┌──
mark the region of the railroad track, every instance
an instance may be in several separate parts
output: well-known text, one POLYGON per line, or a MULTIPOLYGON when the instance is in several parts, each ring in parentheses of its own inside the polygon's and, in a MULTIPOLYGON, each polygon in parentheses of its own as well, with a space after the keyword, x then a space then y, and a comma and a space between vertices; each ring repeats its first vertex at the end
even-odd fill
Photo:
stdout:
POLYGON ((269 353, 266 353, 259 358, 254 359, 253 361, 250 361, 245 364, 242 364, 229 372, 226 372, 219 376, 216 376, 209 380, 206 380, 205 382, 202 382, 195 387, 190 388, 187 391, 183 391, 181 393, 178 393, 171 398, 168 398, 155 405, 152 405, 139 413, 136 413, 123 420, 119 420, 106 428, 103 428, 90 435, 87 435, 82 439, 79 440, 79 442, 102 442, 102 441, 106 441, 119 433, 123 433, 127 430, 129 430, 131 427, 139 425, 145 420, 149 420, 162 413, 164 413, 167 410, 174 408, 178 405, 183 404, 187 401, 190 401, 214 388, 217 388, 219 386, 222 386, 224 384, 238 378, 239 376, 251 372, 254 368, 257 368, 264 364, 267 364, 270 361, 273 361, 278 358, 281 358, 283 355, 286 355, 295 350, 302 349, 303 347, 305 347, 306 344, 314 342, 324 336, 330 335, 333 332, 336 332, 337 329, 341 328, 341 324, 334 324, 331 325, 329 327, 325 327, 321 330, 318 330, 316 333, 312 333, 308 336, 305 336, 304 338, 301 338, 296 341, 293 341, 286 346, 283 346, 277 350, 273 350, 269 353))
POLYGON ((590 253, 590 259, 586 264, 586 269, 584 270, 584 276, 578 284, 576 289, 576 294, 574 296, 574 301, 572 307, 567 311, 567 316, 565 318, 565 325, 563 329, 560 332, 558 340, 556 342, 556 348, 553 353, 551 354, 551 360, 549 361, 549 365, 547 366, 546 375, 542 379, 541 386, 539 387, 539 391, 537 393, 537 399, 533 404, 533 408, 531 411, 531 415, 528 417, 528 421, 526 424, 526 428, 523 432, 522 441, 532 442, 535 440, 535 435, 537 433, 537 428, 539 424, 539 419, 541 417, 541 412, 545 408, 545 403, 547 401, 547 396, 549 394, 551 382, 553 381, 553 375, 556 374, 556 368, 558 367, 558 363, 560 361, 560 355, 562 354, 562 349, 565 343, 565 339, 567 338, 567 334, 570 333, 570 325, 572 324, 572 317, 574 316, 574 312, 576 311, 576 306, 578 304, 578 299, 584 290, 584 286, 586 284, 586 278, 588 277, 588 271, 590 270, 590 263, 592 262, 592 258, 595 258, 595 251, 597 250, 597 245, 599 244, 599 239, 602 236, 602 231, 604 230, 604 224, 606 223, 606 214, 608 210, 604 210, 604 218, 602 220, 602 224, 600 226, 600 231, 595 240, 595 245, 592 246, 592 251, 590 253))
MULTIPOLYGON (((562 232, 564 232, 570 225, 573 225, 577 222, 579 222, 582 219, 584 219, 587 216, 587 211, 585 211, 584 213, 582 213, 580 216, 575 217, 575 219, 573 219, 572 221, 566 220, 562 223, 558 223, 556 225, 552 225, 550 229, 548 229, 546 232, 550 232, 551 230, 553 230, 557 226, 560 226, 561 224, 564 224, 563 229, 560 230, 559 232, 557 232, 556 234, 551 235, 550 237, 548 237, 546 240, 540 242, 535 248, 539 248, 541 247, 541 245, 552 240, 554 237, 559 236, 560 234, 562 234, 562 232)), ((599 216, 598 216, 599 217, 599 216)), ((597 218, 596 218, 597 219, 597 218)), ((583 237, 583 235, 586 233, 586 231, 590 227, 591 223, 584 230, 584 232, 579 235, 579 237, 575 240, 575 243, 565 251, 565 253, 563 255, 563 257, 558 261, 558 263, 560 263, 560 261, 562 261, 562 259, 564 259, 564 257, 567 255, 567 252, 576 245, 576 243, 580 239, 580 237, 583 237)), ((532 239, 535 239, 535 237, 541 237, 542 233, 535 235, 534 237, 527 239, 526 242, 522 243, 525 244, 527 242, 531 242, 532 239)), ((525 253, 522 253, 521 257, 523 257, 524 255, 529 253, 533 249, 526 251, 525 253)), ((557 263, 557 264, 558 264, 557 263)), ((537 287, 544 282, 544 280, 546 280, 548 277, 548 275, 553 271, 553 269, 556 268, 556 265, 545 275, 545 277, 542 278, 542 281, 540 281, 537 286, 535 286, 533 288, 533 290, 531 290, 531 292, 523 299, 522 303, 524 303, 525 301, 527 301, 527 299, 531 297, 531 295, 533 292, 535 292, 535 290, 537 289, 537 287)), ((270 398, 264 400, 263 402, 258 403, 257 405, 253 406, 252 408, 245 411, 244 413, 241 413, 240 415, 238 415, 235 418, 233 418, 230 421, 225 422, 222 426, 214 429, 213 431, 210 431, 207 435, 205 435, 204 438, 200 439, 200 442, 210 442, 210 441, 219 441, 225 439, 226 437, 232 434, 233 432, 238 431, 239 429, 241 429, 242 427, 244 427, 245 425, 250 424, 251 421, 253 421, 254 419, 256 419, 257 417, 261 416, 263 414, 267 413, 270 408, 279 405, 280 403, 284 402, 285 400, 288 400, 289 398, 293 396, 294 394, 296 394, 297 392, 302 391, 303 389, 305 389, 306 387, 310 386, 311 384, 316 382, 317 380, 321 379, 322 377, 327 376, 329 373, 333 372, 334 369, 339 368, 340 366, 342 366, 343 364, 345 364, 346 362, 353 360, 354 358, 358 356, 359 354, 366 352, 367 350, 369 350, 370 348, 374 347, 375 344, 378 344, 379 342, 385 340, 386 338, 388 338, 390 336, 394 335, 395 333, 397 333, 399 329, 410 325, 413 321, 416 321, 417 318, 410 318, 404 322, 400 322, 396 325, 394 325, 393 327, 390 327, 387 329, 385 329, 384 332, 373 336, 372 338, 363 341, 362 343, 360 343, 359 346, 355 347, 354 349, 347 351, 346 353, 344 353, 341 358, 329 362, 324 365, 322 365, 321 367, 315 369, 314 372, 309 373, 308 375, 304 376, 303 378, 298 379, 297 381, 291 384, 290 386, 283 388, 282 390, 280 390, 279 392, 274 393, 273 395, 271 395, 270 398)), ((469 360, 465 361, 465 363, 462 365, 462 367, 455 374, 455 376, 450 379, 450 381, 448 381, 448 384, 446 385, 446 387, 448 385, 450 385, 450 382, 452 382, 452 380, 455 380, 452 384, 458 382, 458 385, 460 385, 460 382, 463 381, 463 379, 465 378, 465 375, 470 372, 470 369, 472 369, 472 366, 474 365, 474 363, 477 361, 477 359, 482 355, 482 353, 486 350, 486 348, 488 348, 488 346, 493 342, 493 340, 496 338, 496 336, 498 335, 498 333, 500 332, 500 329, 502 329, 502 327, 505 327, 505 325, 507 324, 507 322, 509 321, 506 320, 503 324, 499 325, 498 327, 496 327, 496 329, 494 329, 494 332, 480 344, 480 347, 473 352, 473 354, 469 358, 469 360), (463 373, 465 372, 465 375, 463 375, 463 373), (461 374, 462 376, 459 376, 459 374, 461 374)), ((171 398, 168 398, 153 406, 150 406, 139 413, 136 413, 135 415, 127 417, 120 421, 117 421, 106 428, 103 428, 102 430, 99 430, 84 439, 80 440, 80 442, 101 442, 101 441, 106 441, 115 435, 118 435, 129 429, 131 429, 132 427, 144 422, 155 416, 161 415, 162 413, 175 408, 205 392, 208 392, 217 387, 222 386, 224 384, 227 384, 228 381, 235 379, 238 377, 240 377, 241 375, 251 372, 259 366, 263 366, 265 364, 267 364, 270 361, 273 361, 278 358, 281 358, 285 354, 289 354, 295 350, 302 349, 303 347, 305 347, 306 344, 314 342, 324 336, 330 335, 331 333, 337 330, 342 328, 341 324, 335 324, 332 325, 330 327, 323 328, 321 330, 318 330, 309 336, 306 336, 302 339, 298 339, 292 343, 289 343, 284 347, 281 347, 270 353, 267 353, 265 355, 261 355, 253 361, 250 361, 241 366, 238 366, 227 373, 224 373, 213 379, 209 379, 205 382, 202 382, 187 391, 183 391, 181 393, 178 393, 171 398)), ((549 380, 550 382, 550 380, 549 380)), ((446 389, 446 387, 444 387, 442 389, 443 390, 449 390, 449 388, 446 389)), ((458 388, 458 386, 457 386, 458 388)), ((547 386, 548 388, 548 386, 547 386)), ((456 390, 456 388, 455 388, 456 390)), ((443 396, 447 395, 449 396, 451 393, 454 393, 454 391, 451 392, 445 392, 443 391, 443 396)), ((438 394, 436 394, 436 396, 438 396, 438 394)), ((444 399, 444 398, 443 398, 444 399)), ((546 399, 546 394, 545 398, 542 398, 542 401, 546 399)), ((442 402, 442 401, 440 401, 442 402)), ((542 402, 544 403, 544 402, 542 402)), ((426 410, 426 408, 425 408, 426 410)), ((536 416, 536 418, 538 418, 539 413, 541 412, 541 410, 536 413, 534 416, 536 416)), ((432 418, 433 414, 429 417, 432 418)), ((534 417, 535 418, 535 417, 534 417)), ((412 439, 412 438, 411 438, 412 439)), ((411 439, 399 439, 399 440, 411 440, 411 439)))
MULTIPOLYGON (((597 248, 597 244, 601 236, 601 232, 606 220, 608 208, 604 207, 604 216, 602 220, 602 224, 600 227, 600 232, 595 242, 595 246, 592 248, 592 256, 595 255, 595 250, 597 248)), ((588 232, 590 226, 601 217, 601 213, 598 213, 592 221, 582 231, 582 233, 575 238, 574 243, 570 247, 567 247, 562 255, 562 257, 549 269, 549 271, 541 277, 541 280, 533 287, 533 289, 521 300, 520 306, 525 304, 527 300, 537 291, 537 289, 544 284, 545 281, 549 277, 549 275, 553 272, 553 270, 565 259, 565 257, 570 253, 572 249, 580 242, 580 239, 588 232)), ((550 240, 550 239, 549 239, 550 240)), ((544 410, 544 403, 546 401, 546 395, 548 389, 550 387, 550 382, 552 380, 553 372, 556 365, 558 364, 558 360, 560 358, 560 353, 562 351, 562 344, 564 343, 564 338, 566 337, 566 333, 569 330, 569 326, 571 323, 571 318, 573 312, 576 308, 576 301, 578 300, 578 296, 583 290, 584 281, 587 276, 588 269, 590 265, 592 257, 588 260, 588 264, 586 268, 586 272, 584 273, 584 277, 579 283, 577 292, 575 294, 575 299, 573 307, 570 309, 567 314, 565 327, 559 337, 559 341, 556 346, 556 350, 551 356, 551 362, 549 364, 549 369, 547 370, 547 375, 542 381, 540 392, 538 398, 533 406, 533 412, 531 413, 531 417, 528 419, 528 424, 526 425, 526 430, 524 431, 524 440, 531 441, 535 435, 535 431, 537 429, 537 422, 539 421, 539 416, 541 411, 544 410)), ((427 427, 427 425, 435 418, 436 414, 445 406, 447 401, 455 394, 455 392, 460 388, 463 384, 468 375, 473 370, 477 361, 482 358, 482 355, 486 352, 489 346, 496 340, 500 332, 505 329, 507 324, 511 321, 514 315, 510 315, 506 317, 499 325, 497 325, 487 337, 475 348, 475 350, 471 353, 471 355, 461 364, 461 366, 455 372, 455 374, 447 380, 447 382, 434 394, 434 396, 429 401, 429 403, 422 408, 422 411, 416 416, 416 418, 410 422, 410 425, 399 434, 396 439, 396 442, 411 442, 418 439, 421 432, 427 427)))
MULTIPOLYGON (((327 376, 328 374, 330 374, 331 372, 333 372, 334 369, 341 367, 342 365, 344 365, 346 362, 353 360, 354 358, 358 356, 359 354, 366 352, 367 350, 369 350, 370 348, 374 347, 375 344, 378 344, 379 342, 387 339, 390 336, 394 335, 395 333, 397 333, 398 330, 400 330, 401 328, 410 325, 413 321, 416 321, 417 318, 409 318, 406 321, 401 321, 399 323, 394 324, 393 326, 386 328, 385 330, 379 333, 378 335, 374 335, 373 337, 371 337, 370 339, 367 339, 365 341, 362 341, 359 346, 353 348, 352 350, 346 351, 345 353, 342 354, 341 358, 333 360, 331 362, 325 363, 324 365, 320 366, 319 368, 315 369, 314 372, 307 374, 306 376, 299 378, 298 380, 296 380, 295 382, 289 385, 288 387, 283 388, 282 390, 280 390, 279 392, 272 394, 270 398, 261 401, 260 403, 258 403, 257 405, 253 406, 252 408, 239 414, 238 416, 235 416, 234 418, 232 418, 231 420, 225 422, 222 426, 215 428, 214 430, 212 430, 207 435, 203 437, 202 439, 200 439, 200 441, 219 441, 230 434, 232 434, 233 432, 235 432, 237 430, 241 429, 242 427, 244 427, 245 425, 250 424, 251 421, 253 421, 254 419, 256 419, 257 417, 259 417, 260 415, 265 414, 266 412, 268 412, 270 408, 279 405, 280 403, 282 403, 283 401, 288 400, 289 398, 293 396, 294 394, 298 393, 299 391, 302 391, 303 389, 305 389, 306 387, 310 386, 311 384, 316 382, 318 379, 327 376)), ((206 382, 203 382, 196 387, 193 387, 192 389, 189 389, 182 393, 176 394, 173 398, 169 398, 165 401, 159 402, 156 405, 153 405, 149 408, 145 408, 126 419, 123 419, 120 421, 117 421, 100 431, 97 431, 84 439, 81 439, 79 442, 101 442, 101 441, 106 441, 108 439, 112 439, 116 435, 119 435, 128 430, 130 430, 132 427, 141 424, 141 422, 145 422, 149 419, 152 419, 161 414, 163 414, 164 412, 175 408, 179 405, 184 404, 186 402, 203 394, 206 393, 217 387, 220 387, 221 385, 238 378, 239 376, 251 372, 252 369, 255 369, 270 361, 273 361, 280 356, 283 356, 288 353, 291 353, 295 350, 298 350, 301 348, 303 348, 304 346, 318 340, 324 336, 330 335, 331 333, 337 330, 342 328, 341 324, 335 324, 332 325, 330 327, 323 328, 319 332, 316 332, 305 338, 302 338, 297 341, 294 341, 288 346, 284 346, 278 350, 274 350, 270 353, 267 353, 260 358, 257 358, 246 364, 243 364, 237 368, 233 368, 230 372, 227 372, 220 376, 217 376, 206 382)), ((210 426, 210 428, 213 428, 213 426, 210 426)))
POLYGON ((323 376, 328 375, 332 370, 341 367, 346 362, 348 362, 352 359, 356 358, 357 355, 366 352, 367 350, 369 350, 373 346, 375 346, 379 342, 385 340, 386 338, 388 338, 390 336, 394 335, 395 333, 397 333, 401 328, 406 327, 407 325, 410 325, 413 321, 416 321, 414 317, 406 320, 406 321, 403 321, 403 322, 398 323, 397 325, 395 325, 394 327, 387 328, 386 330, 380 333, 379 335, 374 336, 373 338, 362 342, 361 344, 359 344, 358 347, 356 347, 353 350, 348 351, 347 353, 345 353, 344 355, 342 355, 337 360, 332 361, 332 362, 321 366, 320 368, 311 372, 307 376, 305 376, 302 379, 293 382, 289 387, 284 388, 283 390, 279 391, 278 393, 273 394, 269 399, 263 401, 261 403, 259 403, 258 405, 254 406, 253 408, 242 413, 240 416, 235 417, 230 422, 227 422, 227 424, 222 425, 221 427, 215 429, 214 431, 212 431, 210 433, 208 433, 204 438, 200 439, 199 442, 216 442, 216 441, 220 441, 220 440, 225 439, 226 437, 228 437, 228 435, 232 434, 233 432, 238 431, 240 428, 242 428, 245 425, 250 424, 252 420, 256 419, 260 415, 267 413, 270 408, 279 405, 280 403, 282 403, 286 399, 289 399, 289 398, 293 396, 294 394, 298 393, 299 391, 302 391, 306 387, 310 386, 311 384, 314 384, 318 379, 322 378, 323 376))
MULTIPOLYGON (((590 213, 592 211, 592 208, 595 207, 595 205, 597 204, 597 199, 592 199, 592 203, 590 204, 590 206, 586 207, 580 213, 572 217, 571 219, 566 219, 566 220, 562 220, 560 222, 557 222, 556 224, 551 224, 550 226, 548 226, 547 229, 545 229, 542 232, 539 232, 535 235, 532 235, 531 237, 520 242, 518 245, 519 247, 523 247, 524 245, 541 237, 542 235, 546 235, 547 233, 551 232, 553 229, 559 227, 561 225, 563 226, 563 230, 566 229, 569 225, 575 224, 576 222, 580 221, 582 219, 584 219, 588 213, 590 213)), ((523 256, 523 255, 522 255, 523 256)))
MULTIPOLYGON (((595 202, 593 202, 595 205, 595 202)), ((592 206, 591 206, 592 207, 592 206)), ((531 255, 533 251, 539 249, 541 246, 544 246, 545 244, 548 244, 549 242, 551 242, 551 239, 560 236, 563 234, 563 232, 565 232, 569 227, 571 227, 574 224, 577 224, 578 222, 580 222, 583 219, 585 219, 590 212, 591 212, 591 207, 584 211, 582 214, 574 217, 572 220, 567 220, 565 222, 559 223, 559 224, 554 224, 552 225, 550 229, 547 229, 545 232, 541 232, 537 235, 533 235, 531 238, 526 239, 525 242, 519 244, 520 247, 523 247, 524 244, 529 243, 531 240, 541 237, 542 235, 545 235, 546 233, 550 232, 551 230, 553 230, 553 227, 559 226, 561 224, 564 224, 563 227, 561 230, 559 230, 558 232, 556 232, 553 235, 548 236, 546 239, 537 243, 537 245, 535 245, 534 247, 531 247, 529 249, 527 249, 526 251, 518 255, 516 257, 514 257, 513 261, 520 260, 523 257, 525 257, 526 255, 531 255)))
└──
__SET EXERCISE__
Copy everything in the listing above, from the very first line down to the line that contains "an instance may be in several separate parts".

__ANSWER__
mark the region of the railroad track, every instance
an instance may be in several separate parts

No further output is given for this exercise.